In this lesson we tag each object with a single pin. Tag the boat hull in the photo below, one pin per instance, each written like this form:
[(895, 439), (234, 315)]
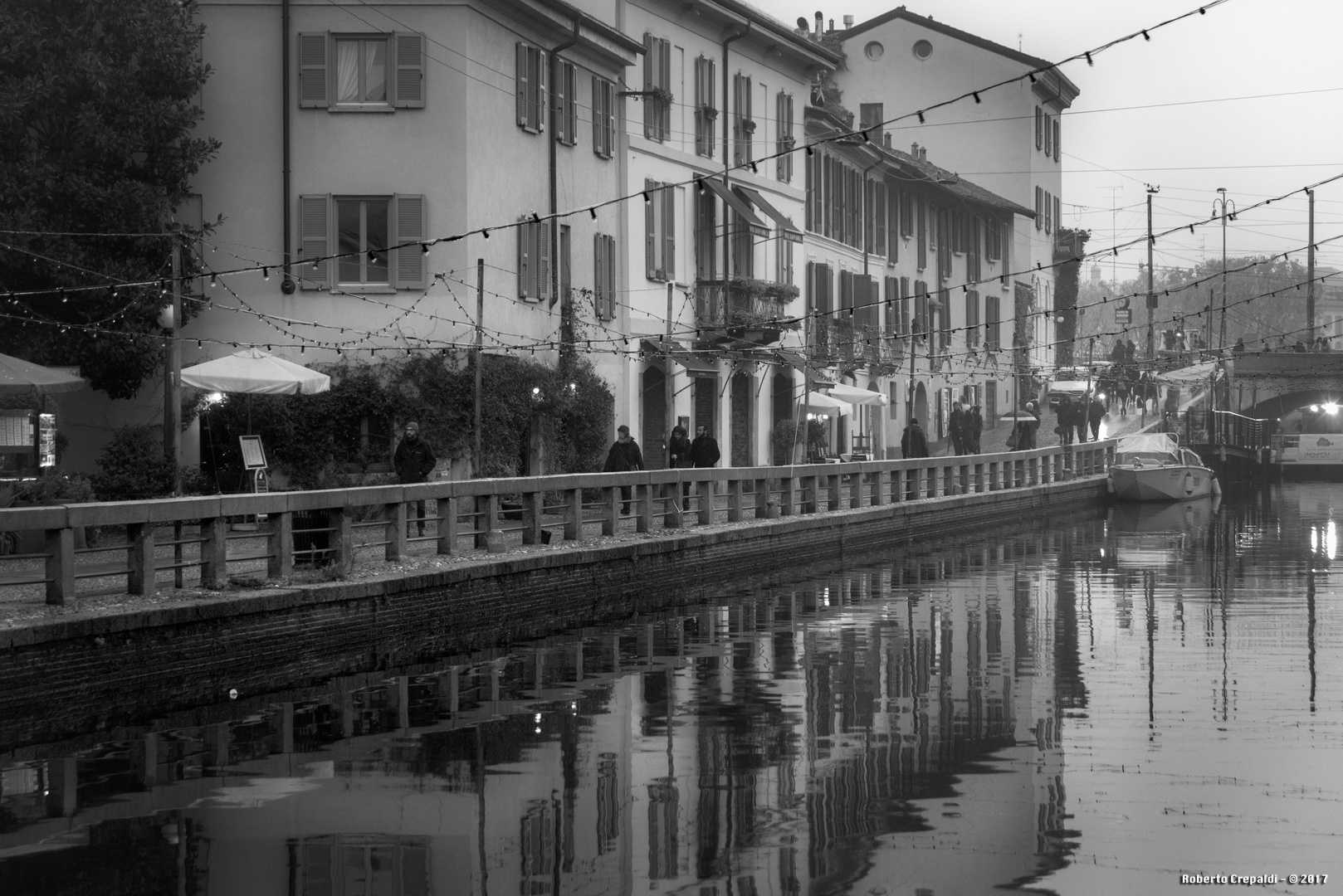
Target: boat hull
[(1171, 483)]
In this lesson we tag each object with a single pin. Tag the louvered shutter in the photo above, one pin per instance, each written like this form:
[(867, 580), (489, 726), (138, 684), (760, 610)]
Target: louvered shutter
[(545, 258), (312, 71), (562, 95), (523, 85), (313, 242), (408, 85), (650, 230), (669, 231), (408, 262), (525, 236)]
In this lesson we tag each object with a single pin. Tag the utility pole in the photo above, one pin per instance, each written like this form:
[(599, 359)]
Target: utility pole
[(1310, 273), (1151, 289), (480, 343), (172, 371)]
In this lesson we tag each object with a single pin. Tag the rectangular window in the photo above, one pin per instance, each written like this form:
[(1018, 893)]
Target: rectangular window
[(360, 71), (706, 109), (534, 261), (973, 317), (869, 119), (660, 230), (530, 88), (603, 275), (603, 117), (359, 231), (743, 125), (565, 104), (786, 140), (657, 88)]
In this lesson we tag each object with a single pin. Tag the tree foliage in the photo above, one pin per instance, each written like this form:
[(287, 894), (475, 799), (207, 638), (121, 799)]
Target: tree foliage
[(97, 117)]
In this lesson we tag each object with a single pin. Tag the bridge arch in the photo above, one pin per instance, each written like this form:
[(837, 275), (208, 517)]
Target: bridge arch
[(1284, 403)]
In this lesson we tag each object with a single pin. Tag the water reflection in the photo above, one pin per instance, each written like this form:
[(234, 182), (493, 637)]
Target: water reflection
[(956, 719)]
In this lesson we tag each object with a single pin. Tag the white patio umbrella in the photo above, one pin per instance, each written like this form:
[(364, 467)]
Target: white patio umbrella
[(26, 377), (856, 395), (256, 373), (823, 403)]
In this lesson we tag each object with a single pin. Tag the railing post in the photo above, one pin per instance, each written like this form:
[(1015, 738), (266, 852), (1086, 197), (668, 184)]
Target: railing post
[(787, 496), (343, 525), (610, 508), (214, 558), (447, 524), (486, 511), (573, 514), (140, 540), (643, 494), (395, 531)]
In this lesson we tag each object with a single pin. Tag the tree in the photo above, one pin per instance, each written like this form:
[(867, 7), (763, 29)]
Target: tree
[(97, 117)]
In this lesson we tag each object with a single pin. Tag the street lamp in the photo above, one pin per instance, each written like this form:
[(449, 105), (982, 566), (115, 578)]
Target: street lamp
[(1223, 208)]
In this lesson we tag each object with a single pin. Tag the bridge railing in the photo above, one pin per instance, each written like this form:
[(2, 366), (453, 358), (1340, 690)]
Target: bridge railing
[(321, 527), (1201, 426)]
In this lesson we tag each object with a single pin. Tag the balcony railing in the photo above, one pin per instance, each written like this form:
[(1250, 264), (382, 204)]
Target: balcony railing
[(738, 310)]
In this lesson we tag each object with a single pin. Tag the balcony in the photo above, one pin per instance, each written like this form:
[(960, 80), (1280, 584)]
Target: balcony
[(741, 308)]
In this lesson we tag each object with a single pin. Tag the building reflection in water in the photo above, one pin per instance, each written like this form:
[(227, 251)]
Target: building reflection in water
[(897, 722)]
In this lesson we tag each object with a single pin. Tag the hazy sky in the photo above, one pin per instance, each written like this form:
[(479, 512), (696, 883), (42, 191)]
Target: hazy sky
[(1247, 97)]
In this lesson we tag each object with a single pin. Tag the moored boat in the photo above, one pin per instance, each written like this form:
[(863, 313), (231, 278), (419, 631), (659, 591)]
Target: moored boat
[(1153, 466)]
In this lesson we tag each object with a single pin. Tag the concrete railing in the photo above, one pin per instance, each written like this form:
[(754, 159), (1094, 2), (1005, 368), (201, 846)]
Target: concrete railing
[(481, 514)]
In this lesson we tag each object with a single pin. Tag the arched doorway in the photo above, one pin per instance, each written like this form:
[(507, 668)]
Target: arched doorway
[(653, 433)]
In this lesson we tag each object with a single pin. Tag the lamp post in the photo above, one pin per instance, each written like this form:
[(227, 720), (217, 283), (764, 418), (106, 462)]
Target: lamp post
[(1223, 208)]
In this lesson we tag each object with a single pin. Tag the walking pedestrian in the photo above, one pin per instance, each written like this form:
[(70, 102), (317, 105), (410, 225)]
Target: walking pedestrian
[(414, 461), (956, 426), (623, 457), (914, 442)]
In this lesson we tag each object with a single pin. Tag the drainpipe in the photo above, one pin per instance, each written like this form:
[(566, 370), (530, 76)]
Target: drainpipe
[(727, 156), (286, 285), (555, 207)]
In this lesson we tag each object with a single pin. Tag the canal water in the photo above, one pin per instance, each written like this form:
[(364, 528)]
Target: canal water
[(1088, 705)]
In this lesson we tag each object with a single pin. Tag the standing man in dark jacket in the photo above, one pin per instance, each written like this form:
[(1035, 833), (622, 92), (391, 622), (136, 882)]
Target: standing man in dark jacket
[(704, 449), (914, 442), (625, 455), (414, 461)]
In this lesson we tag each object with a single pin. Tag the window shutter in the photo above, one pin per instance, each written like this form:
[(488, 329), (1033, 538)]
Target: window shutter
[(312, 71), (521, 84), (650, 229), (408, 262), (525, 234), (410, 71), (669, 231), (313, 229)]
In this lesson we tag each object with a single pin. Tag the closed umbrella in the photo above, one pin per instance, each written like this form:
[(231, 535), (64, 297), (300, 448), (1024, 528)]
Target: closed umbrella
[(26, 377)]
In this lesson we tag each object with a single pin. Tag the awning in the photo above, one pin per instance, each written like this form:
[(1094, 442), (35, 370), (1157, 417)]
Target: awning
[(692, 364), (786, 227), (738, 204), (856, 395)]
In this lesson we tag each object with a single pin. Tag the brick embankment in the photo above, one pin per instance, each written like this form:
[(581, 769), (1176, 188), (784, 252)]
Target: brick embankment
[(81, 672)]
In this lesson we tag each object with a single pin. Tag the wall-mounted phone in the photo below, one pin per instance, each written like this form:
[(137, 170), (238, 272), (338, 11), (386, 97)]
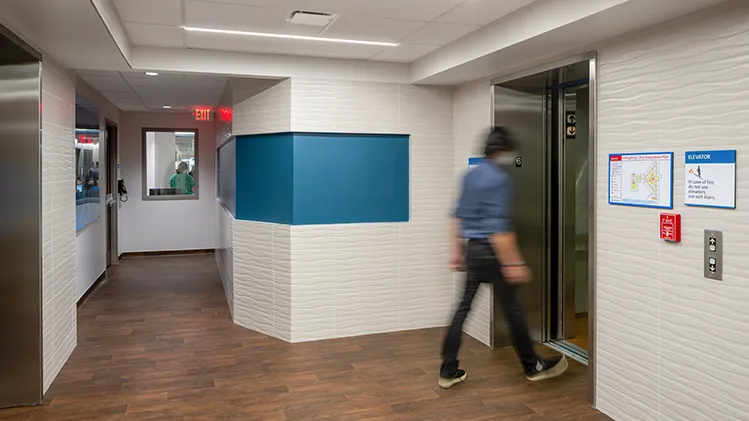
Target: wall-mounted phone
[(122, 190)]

---

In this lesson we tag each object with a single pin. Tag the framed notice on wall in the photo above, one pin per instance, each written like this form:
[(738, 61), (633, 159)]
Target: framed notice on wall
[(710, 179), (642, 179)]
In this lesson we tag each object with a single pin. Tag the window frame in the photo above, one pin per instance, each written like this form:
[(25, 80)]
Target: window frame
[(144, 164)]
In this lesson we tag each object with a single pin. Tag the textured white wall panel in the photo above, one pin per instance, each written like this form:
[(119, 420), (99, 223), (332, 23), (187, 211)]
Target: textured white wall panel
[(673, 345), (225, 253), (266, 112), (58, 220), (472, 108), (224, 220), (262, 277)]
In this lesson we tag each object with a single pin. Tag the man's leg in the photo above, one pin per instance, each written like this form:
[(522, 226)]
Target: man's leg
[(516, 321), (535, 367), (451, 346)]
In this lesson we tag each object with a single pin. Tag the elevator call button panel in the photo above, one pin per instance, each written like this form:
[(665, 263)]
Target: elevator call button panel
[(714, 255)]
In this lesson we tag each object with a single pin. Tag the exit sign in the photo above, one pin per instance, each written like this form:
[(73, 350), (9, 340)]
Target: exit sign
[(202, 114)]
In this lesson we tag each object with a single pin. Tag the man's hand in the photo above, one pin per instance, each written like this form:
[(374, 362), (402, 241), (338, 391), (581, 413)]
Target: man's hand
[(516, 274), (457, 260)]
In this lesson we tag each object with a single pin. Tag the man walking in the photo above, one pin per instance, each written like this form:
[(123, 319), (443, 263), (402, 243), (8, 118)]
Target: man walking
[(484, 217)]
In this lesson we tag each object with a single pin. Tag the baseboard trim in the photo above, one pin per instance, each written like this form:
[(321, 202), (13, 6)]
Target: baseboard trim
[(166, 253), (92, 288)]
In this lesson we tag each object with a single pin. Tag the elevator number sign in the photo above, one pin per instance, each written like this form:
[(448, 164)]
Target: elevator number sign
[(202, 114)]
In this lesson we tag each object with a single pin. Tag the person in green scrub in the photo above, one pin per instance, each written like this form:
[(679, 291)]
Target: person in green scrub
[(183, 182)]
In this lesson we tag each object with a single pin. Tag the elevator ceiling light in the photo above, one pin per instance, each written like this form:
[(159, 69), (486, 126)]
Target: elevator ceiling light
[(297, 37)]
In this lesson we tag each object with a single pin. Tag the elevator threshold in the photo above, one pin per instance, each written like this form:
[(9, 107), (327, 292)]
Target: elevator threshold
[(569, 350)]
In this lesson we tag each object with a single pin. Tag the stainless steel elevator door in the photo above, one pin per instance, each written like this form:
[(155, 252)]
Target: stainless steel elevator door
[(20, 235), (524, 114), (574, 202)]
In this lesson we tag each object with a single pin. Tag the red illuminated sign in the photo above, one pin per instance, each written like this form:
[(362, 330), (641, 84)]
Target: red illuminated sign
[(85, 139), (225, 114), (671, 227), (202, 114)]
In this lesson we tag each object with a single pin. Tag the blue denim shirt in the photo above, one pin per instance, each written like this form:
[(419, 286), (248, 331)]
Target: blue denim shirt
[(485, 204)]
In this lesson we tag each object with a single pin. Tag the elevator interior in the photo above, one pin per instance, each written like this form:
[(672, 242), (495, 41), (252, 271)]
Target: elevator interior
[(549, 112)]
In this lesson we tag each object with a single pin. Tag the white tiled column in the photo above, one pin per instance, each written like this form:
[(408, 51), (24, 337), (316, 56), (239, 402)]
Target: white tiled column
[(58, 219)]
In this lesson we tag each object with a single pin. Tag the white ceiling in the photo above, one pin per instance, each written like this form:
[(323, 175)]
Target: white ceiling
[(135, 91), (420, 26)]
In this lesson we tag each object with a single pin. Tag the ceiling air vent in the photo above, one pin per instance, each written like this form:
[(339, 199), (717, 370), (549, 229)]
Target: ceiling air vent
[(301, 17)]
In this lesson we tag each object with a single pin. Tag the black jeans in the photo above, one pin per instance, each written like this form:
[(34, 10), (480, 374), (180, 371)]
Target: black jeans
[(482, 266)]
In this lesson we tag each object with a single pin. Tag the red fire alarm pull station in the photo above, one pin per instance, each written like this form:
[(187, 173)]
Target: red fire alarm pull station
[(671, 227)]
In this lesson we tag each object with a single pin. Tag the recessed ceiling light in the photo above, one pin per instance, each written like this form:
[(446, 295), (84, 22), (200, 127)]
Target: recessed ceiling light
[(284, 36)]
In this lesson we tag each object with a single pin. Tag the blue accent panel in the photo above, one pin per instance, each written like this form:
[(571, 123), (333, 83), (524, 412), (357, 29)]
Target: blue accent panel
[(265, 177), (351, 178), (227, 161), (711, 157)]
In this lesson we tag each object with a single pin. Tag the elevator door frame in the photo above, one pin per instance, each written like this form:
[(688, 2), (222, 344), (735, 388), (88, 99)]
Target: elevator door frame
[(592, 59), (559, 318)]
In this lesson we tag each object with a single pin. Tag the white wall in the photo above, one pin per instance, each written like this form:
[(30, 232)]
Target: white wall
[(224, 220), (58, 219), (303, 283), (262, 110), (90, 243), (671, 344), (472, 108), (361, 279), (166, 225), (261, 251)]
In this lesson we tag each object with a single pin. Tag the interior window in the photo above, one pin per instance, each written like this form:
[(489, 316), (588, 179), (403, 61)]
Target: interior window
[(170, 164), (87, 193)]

**Description of the task**. Reproduce only the lines from the line with "the man's hand" to the line with "[(516, 274), (457, 260)]", putting "image" in place of "photo" and keeping everything else the same.

**Task result**.
In this lesson we tag each object with a single pin. Tag the man's hand in the image above, one pin per instance, each written like this form:
[(374, 362), (402, 241), (338, 391), (581, 413)]
Target: man's hand
[(516, 274), (457, 260)]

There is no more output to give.